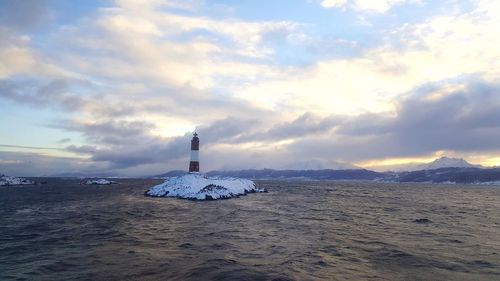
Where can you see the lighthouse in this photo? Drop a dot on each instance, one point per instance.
(194, 164)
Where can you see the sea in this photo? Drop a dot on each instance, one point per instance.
(299, 230)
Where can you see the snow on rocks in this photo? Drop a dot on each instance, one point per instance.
(6, 180)
(100, 182)
(200, 187)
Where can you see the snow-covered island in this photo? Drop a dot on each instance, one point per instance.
(6, 180)
(196, 186)
(99, 182)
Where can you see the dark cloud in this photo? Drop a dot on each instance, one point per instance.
(303, 126)
(226, 129)
(56, 93)
(83, 149)
(110, 133)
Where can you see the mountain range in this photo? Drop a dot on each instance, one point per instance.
(442, 170)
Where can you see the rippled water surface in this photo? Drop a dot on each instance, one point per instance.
(297, 231)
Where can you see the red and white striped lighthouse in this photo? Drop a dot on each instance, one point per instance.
(194, 164)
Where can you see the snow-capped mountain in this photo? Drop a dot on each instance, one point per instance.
(447, 162)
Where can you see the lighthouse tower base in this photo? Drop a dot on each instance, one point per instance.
(196, 186)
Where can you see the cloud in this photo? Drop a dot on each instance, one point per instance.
(25, 14)
(56, 93)
(378, 6)
(424, 123)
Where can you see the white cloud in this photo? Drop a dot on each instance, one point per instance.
(333, 3)
(378, 6)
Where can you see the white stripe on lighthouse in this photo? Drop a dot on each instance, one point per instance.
(194, 155)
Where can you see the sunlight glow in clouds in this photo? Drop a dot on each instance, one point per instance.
(125, 83)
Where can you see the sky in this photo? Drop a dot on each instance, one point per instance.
(118, 87)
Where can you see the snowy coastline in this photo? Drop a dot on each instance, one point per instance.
(99, 182)
(8, 181)
(200, 187)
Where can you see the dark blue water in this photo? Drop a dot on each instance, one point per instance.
(297, 231)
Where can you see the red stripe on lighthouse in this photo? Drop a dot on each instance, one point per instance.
(194, 164)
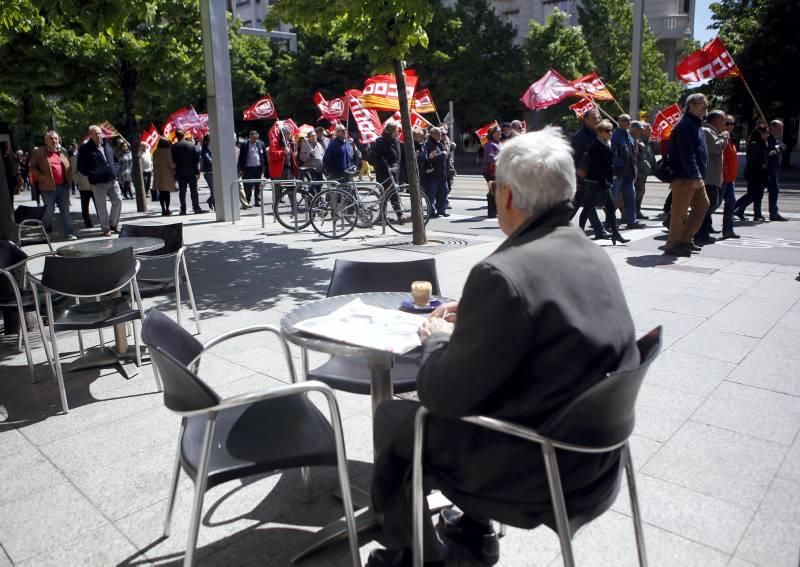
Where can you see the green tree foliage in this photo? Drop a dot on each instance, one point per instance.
(608, 27)
(472, 60)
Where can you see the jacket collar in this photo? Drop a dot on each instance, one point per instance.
(536, 227)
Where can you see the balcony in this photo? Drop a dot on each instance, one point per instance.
(678, 26)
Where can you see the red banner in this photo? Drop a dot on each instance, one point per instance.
(335, 109)
(262, 109)
(551, 89)
(711, 62)
(423, 102)
(380, 92)
(666, 120)
(592, 86)
(483, 133)
(369, 125)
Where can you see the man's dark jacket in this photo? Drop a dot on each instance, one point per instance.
(540, 320)
(93, 166)
(688, 153)
(387, 156)
(262, 151)
(187, 159)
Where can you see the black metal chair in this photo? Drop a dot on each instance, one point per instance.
(232, 438)
(599, 420)
(152, 286)
(31, 217)
(89, 277)
(352, 374)
(15, 295)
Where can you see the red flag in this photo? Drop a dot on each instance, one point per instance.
(369, 125)
(582, 107)
(483, 133)
(423, 102)
(150, 138)
(262, 109)
(551, 89)
(666, 120)
(592, 86)
(335, 109)
(711, 62)
(380, 92)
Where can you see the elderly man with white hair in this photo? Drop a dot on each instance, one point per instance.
(540, 320)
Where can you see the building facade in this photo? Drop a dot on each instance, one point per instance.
(672, 21)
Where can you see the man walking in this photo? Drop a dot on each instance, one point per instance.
(51, 167)
(776, 149)
(689, 159)
(97, 162)
(716, 142)
(187, 171)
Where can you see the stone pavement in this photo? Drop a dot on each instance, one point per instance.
(716, 442)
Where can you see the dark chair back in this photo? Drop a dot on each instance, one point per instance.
(24, 212)
(172, 348)
(363, 277)
(171, 234)
(92, 275)
(603, 415)
(10, 254)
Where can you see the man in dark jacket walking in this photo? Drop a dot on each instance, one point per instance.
(187, 171)
(526, 315)
(96, 160)
(689, 159)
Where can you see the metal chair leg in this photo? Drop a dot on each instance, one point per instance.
(635, 511)
(190, 291)
(199, 492)
(559, 507)
(173, 489)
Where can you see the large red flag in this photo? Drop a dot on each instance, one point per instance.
(262, 109)
(335, 109)
(551, 89)
(711, 62)
(591, 85)
(666, 120)
(369, 125)
(380, 91)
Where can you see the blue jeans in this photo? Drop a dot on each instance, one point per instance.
(728, 197)
(58, 196)
(625, 186)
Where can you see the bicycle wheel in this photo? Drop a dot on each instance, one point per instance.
(396, 210)
(333, 213)
(292, 207)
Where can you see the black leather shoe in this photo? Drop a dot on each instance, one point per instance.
(480, 541)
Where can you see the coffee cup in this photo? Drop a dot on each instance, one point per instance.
(421, 292)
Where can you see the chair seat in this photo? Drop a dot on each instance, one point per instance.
(352, 374)
(286, 432)
(94, 314)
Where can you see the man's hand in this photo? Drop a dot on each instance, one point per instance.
(434, 325)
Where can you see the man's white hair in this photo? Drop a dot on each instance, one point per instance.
(539, 169)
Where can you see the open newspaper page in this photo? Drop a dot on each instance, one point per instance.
(364, 325)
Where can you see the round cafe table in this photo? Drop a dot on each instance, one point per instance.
(83, 249)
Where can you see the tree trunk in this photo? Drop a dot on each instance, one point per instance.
(417, 219)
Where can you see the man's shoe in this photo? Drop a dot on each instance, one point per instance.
(480, 541)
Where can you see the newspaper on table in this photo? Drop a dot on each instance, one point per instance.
(359, 324)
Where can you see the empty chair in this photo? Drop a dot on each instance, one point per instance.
(352, 374)
(600, 420)
(31, 217)
(227, 439)
(154, 286)
(15, 295)
(93, 277)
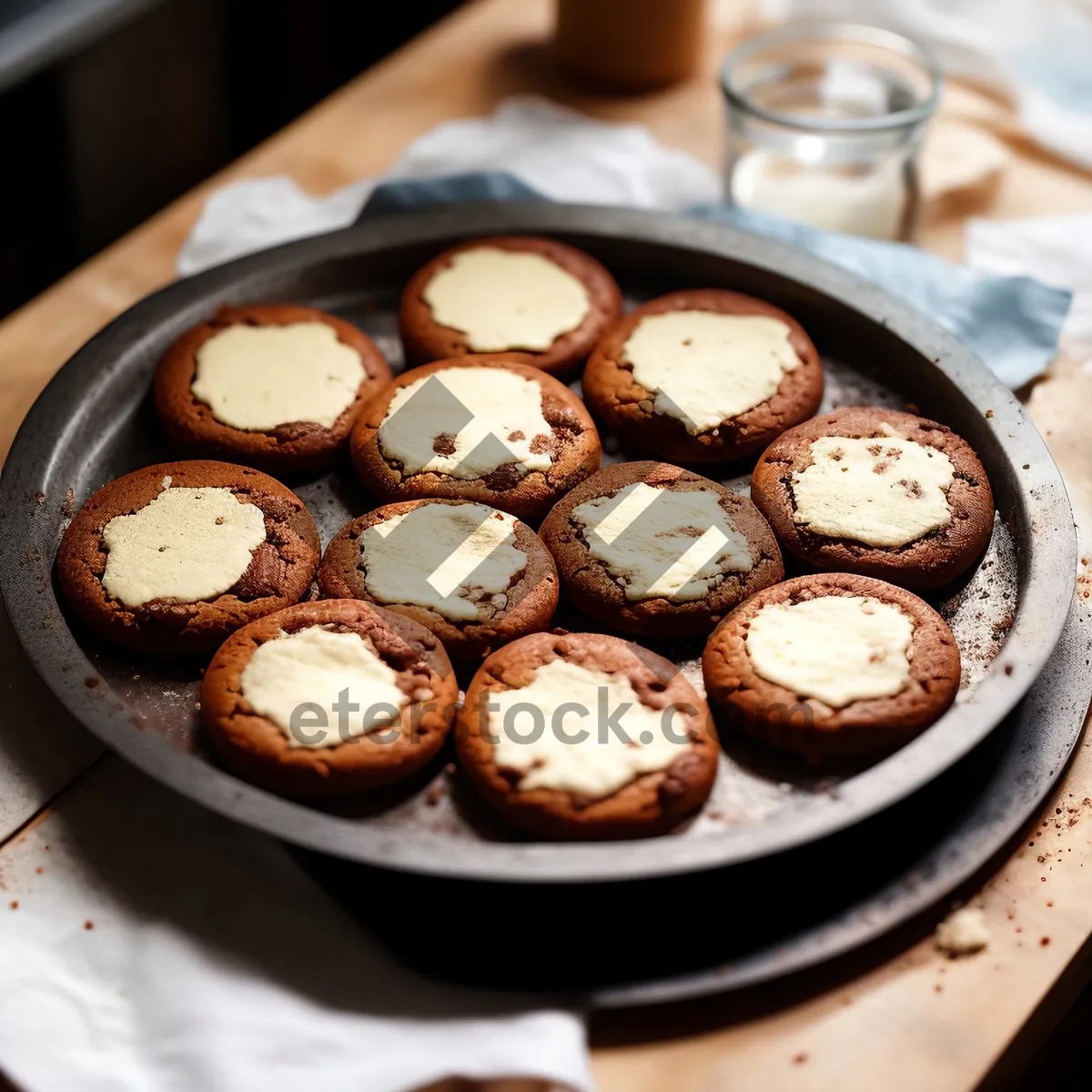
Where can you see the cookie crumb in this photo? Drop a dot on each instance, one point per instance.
(962, 933)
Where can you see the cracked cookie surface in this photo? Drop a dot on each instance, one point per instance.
(595, 577)
(426, 339)
(263, 753)
(948, 545)
(638, 800)
(522, 472)
(290, 448)
(492, 617)
(634, 410)
(786, 718)
(278, 573)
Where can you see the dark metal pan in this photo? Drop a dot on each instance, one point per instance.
(94, 421)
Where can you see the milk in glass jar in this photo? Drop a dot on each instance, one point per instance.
(825, 120)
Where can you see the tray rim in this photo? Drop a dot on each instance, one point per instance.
(1046, 585)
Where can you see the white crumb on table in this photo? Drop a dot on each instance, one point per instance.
(962, 933)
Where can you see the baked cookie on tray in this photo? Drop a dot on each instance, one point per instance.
(476, 429)
(536, 300)
(474, 576)
(878, 492)
(703, 376)
(329, 698)
(833, 664)
(174, 557)
(650, 549)
(277, 387)
(585, 736)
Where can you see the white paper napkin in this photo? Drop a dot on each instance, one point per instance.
(565, 156)
(150, 945)
(1057, 250)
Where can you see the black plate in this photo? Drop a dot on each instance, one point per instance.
(94, 421)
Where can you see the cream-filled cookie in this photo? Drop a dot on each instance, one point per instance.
(878, 492)
(172, 558)
(474, 576)
(277, 387)
(329, 698)
(703, 376)
(833, 664)
(478, 429)
(535, 300)
(585, 736)
(651, 549)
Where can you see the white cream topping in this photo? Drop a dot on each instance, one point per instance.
(188, 544)
(603, 763)
(835, 648)
(315, 665)
(507, 415)
(506, 299)
(259, 377)
(663, 543)
(707, 369)
(446, 557)
(882, 491)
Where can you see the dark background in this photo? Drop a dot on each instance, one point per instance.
(105, 120)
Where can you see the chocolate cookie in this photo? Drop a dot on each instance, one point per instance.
(478, 429)
(585, 736)
(277, 387)
(535, 300)
(833, 664)
(654, 550)
(172, 558)
(474, 576)
(878, 492)
(276, 705)
(703, 376)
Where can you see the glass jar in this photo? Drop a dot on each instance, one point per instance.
(825, 120)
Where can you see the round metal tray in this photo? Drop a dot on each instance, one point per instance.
(94, 421)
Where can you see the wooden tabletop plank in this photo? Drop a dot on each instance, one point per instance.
(917, 1021)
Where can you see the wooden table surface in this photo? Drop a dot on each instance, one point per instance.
(916, 1021)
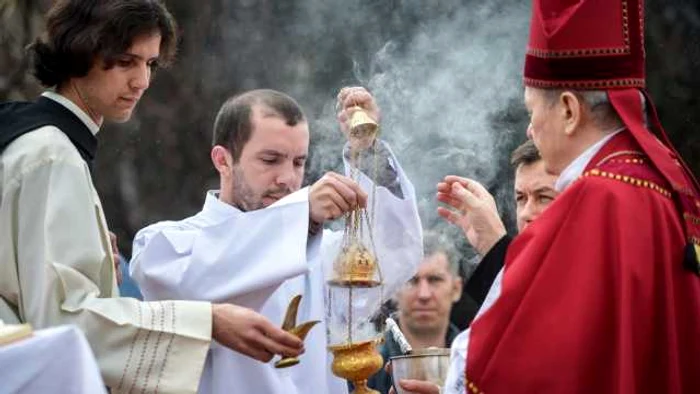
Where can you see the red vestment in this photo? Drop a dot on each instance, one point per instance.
(594, 297)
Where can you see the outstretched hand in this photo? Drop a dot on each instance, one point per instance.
(473, 210)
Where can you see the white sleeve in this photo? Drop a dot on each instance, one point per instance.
(241, 259)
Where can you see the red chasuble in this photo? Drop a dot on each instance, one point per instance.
(594, 296)
(601, 294)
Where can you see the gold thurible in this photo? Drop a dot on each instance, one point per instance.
(361, 125)
(356, 266)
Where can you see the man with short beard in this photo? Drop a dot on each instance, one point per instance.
(56, 263)
(258, 240)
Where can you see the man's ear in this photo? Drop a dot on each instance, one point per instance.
(572, 110)
(457, 284)
(222, 160)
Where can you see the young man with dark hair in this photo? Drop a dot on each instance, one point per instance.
(258, 241)
(56, 263)
(479, 219)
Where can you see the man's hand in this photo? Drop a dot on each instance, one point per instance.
(417, 387)
(413, 386)
(334, 195)
(250, 333)
(115, 255)
(475, 211)
(349, 99)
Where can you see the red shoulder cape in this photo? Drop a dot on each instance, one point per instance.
(594, 296)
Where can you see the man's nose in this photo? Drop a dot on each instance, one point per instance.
(424, 290)
(529, 212)
(141, 79)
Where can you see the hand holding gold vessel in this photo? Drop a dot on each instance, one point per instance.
(290, 325)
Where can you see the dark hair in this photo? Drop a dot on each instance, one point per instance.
(525, 154)
(79, 31)
(233, 126)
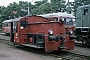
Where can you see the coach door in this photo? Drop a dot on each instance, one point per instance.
(85, 20)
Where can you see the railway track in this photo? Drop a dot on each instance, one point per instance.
(60, 55)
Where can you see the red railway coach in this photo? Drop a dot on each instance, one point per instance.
(6, 27)
(41, 32)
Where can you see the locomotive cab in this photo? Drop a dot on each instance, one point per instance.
(83, 24)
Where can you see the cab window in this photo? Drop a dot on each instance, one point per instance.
(24, 24)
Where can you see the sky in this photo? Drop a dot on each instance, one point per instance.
(7, 2)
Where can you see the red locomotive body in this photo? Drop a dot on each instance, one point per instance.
(41, 32)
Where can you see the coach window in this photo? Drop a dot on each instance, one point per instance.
(6, 25)
(24, 24)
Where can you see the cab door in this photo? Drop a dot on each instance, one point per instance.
(85, 20)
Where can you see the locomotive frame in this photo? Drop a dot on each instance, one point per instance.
(44, 31)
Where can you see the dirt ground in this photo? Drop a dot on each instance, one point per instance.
(10, 53)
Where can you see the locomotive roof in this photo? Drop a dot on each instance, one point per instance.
(12, 20)
(84, 6)
(59, 14)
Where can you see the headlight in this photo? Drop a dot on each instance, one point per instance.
(71, 32)
(50, 32)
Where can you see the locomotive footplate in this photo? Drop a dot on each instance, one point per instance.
(35, 40)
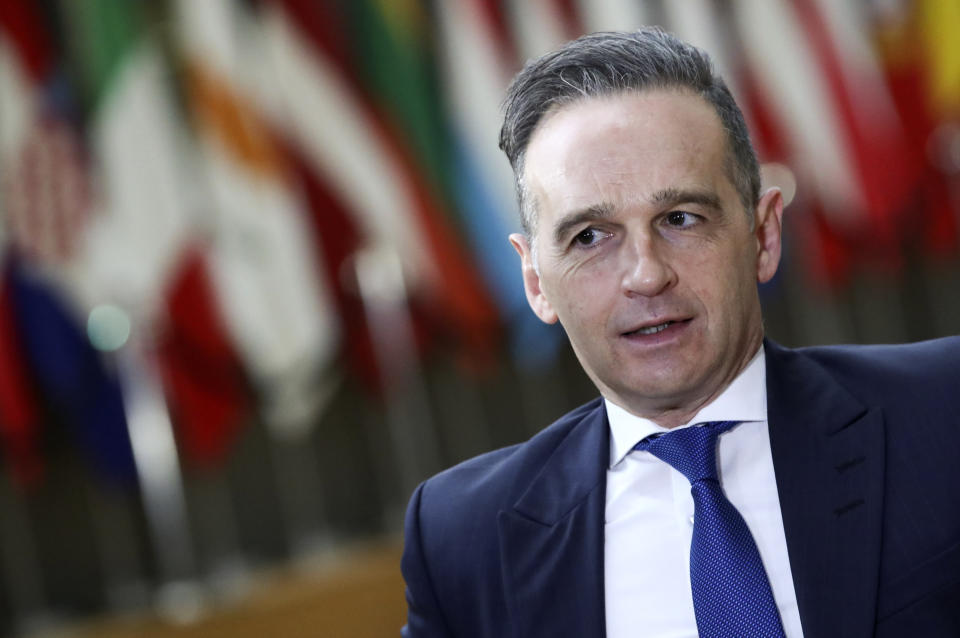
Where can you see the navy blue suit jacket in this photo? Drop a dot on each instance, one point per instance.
(866, 451)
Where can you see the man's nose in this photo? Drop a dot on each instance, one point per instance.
(647, 270)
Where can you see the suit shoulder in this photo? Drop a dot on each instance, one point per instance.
(490, 479)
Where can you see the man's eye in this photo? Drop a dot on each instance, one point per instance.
(587, 237)
(681, 219)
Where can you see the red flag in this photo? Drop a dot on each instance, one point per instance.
(204, 381)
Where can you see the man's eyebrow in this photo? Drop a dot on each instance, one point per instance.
(589, 214)
(670, 197)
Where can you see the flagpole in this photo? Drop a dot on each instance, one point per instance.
(410, 426)
(161, 485)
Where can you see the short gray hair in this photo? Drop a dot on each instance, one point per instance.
(606, 63)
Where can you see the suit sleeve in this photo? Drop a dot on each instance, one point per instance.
(424, 617)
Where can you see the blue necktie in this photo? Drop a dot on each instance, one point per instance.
(731, 593)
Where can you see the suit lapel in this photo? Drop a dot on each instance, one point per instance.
(552, 539)
(828, 455)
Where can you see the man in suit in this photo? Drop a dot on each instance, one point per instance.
(645, 234)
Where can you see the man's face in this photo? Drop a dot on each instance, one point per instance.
(646, 255)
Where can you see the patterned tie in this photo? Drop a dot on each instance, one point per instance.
(731, 593)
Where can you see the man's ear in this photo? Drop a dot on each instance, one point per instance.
(767, 228)
(531, 280)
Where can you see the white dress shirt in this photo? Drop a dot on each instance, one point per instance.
(649, 515)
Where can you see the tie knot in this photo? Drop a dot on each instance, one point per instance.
(691, 451)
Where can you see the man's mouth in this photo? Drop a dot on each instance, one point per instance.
(651, 330)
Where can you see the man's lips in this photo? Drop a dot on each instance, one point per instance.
(655, 327)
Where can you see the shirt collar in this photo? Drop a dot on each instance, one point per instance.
(745, 399)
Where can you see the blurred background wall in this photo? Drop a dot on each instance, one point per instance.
(255, 281)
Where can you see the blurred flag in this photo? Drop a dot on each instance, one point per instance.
(142, 236)
(477, 64)
(19, 411)
(76, 382)
(265, 267)
(352, 144)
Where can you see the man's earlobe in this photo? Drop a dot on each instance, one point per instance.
(538, 301)
(767, 230)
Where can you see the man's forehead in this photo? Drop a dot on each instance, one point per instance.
(613, 141)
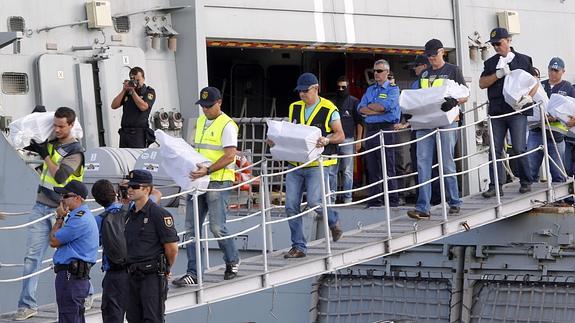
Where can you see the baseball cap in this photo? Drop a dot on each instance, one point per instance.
(306, 80)
(557, 63)
(432, 46)
(139, 176)
(419, 60)
(75, 187)
(208, 96)
(498, 33)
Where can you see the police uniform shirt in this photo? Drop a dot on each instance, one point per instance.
(497, 104)
(112, 209)
(146, 232)
(386, 95)
(78, 238)
(132, 116)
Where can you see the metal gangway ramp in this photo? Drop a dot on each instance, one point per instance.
(394, 233)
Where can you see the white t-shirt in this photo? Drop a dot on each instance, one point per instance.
(229, 135)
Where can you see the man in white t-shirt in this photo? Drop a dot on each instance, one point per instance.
(216, 138)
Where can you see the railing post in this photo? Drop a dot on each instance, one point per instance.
(198, 245)
(494, 161)
(263, 206)
(546, 164)
(324, 191)
(441, 175)
(385, 184)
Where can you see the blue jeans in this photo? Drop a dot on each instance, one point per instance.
(517, 127)
(535, 159)
(344, 165)
(217, 204)
(426, 149)
(37, 242)
(306, 179)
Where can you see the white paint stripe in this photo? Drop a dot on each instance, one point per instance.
(318, 19)
(349, 22)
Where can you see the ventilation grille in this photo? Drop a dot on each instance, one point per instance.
(16, 23)
(14, 83)
(122, 24)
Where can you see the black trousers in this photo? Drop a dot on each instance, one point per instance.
(115, 287)
(146, 298)
(373, 163)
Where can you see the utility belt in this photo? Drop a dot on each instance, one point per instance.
(77, 268)
(157, 266)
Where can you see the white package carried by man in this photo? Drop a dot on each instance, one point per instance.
(424, 105)
(38, 126)
(562, 107)
(179, 159)
(293, 142)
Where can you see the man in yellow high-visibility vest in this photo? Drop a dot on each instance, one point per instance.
(216, 138)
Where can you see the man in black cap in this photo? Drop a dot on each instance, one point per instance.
(492, 78)
(152, 243)
(217, 139)
(77, 249)
(137, 99)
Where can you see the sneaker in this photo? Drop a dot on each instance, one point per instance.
(231, 271)
(24, 314)
(336, 232)
(294, 253)
(525, 188)
(418, 215)
(88, 302)
(186, 280)
(491, 193)
(453, 210)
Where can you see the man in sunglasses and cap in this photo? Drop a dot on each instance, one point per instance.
(152, 245)
(492, 78)
(217, 139)
(75, 237)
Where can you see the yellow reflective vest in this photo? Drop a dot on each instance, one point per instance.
(208, 142)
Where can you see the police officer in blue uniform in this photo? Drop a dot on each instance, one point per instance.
(380, 107)
(151, 240)
(75, 235)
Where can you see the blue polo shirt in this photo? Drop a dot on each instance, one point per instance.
(112, 209)
(388, 96)
(78, 238)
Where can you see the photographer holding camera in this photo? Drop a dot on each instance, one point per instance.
(137, 99)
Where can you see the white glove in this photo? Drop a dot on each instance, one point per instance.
(502, 72)
(525, 100)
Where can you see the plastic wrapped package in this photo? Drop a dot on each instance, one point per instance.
(38, 126)
(179, 159)
(293, 142)
(517, 84)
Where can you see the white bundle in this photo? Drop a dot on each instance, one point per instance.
(293, 142)
(179, 159)
(38, 126)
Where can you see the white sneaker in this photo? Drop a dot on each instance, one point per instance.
(24, 314)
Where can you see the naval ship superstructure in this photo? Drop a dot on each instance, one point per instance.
(501, 261)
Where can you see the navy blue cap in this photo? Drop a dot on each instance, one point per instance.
(498, 33)
(432, 46)
(306, 80)
(208, 96)
(75, 187)
(419, 60)
(139, 176)
(557, 63)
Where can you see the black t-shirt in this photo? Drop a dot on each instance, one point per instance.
(133, 117)
(447, 71)
(348, 112)
(146, 232)
(497, 104)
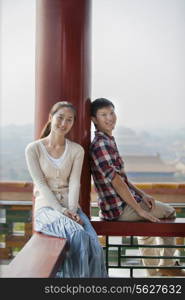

* * *

_Work to do_
Can you rewrite the data starting with the line that contains "Where can you see the baked" and going on through the line that contains "(1057, 250)", with "biscuit" in place of "cookie" and everything else unchanged?

_Task answer_
Where can you see the baked biscuit on tray in this photo? Drop a dot on each instance, one point per instance.
(476, 429)
(536, 300)
(474, 576)
(878, 492)
(703, 376)
(329, 698)
(833, 664)
(174, 557)
(650, 549)
(277, 387)
(585, 736)
Where can you see the white paper napkin in this photo? Drop a dot on each instance, one point per instance.
(565, 156)
(150, 945)
(1057, 250)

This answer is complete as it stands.